[What needs to be done]
Can you reproduce the lines below, starting from the line containing "Task: identify the ceiling fan blade" and running through the last line (both ends included, requests kept), with every point coordinate in the answers scaled by 0.2 and rounded to a whole number, halves rounding up? Leave the numbers in the requests, including their sample coordinates, unchanged.

[Provided data]
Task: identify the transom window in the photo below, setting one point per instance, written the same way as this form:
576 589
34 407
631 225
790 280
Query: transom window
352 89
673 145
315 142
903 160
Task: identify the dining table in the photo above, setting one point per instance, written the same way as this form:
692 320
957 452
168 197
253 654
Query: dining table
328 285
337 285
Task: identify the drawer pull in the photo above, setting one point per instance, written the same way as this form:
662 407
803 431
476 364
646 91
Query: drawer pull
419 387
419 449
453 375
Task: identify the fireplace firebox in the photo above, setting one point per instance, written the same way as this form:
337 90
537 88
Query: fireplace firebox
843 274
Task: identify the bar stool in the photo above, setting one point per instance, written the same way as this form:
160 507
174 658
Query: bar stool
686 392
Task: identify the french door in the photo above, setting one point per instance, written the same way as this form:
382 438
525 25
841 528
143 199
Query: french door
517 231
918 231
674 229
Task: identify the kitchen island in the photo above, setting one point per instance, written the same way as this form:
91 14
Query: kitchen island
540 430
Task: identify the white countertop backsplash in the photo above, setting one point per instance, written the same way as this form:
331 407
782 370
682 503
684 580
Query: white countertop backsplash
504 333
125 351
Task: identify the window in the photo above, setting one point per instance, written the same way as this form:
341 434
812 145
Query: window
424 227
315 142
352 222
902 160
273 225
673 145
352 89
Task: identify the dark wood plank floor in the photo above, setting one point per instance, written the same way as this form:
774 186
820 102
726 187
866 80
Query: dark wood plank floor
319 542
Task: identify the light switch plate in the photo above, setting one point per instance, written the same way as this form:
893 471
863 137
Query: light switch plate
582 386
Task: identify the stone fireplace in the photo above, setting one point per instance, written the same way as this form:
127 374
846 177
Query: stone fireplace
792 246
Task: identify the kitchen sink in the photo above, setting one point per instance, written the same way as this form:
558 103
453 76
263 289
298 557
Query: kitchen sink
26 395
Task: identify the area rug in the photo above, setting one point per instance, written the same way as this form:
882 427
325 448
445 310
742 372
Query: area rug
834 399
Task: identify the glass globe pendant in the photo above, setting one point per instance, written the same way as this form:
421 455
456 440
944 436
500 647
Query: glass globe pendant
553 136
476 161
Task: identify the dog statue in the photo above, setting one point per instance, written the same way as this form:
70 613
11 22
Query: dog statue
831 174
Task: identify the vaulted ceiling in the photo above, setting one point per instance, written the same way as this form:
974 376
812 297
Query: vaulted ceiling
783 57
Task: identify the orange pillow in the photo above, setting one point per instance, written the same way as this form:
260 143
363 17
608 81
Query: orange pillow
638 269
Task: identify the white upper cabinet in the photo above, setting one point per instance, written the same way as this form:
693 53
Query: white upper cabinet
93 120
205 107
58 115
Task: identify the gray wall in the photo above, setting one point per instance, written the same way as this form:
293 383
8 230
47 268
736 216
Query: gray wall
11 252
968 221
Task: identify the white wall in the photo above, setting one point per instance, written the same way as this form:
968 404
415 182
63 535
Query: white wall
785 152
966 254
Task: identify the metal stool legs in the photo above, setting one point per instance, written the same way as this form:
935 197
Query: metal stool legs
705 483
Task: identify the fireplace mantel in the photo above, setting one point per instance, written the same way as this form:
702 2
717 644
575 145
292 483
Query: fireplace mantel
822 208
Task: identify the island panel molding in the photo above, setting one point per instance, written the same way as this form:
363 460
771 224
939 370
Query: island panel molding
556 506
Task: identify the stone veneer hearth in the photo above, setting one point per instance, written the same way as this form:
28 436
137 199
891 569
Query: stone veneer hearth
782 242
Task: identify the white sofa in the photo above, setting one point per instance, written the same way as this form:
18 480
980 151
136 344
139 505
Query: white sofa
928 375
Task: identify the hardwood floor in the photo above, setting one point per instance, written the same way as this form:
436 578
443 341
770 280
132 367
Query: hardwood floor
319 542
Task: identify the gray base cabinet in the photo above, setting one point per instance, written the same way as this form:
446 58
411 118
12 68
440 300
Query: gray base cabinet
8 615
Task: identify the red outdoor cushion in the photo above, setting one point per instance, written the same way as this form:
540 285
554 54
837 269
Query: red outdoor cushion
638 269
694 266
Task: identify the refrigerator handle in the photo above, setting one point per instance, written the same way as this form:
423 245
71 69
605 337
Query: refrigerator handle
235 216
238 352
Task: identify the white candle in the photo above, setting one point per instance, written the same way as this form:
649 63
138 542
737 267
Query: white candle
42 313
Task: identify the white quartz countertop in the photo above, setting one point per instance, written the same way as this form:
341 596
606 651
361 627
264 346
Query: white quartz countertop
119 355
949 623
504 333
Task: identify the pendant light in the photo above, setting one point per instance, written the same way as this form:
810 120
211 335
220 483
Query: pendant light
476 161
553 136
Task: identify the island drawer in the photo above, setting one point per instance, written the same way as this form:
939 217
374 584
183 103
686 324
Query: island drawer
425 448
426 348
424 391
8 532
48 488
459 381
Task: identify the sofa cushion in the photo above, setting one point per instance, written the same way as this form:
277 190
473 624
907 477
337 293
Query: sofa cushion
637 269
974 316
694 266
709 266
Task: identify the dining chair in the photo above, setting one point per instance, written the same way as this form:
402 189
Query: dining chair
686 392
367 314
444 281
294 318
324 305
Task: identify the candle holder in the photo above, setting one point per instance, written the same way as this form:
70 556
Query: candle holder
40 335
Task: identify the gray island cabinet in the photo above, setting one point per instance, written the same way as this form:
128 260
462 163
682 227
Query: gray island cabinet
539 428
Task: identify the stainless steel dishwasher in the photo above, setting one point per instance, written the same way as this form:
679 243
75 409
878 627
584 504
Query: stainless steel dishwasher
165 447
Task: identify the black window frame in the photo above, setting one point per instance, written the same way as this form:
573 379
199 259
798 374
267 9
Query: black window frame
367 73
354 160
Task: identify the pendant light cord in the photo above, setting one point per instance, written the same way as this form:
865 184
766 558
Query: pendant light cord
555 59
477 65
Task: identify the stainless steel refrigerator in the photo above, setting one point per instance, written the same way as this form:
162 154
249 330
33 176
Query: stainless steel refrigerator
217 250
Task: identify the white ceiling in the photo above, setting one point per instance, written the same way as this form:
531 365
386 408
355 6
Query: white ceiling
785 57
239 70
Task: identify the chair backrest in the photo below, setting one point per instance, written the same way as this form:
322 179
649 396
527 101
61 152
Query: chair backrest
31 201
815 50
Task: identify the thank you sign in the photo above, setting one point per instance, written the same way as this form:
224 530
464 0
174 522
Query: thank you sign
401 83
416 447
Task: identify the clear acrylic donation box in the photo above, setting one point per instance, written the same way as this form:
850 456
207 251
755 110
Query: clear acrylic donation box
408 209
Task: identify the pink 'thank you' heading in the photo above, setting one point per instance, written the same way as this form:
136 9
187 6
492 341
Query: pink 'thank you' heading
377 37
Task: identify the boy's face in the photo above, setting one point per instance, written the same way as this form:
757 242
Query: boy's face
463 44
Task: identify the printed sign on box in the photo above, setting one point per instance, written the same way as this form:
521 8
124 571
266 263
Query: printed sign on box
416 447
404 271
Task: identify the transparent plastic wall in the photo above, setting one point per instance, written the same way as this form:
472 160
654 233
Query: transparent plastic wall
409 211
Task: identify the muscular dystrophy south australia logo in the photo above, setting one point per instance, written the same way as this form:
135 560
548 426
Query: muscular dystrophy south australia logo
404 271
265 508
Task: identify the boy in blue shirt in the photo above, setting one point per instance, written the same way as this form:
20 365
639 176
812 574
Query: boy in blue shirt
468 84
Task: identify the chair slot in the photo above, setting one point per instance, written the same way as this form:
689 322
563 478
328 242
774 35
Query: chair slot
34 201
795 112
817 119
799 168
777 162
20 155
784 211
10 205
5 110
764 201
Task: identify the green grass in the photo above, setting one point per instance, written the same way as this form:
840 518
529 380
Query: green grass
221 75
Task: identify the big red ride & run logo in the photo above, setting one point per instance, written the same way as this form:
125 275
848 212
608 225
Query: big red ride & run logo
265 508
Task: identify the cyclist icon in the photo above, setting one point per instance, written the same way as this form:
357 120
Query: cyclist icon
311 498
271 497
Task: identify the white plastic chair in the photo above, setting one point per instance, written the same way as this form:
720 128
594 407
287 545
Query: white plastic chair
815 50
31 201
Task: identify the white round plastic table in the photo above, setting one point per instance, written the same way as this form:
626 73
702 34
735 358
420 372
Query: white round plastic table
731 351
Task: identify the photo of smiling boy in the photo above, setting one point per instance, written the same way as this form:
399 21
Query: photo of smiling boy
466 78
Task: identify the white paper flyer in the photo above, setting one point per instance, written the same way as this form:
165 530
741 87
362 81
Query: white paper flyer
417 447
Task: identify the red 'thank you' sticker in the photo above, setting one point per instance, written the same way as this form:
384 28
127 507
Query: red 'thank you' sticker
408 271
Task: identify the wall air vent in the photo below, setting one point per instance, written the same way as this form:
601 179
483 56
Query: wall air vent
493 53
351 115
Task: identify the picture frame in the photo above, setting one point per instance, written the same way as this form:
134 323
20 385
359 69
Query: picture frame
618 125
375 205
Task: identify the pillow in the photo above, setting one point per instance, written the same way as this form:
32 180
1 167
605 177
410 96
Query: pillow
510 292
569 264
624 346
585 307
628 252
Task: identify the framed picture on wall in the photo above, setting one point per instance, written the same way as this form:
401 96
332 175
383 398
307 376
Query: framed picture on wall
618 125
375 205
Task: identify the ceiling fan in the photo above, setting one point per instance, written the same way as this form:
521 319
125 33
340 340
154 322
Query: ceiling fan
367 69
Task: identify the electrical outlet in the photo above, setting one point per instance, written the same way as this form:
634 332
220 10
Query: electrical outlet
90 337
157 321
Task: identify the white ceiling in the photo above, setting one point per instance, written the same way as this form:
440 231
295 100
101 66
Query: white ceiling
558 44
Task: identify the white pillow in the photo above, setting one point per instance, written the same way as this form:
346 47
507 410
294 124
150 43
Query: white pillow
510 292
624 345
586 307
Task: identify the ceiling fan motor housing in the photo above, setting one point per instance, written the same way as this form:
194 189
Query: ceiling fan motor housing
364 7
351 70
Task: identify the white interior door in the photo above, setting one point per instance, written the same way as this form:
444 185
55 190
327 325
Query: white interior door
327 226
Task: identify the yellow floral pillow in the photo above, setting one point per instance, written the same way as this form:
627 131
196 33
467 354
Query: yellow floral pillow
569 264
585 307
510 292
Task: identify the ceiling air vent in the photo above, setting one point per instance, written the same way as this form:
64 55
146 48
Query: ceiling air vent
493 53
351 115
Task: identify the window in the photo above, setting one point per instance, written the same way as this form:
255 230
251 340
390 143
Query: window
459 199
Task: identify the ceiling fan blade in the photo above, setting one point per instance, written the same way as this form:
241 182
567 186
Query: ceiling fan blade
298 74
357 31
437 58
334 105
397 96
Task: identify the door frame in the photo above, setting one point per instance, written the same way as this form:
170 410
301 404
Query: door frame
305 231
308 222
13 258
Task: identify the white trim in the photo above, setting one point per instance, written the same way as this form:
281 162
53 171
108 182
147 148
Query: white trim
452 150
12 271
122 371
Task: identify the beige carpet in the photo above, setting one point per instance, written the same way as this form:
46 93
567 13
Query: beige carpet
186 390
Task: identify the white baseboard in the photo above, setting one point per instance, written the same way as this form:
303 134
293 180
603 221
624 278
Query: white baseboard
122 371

[The result]
Task: identify the ceiling fan blade in the photo above, setting one point per instance, written the same way as this form:
241 182
567 186
Query: ceiling fan blade
60 15
71 6
87 12
67 21
79 19
Task: identify the door frame in the photo above, setting one point per instance, written the same way as this form:
170 410
301 404
Query: door frame
61 46
62 44
3 52
Task: identify the white trim in the photo above, setting one point per instance, written the same way as this form:
281 162
53 171
108 182
147 148
Query: white trim
90 30
2 54
24 74
Task: identify the beige carpet in the photo above, setting one point per instance, written the same way as this form:
46 93
567 13
Query: beige carpet
37 78
Task: identify the white baseboard in the photo above, setting one point per instance, written the same way as this form:
303 134
293 180
603 221
624 278
Query: white baseboard
24 74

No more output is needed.